THE EXERCISE
Could you arrange the rows below, from the line with "Target: rabbit's hind leg" through the last row, as a Markdown table with the columns No. and Line, numbering each line and leaving out blank lines?

DATA FOR PROCESSING
# # # #
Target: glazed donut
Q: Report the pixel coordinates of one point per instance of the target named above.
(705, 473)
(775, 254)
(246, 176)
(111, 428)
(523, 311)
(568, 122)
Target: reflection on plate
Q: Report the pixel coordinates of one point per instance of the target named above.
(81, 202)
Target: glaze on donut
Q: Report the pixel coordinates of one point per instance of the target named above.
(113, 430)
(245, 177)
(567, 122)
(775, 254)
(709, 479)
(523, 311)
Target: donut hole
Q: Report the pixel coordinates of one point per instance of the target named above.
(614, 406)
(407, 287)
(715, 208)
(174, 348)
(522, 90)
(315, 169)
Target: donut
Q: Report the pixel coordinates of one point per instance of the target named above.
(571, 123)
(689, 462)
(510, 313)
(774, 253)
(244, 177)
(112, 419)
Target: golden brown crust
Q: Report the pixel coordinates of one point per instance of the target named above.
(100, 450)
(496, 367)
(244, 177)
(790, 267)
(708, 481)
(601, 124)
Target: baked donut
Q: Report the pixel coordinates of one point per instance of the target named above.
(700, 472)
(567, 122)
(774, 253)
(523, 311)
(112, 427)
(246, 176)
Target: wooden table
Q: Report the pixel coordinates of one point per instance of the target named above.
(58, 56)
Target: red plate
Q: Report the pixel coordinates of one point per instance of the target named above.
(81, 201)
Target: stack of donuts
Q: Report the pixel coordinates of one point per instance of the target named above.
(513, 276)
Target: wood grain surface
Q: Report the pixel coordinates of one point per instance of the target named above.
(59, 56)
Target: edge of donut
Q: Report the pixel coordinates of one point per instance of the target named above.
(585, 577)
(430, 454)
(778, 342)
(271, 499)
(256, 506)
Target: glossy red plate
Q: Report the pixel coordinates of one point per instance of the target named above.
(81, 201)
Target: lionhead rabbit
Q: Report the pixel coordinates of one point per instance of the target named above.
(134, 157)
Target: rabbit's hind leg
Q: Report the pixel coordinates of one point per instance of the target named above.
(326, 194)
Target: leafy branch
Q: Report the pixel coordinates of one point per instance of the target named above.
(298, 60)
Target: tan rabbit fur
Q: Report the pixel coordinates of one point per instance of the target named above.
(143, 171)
# # # #
RESULT OF THIS TASK
| No. | Line |
|---|---|
| 1 | Target: rabbit's hind leg |
| 2 | Q: Report the pixel coordinates of one point per instance of the target named above. |
| 3 | (326, 194) |
| 4 | Target: leafy branch |
| 5 | Q: Report the pixel coordinates of one point per instance of the target named above. |
| 6 | (298, 60) |
| 7 | Target: tan rabbit fur |
| 8 | Q: Report the pixel coordinates of one point per instance of the target named above. |
| 9 | (143, 171) |